Rewrite the listing below, swapping "pick out" for "mark" wherever it occurs and leaving everything else unchanged.

## Data for the task
╔══
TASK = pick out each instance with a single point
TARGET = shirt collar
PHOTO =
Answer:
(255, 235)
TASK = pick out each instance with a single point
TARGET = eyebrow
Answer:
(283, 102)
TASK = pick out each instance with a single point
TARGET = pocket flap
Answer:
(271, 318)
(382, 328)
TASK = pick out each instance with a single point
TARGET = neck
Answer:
╚══
## Response below
TASK = mark each instance with a single point
TARGET = shirt collar
PHOTO =
Answer:
(255, 235)
TASK = mark each instance with a single point
TARGET = eyebrow
Answer:
(283, 102)
TASK = mark each instance with a single point
TARGET = pocket flap
Answer:
(271, 318)
(382, 328)
TASK = mark each instance with a single point
TARGET = neck
Answer:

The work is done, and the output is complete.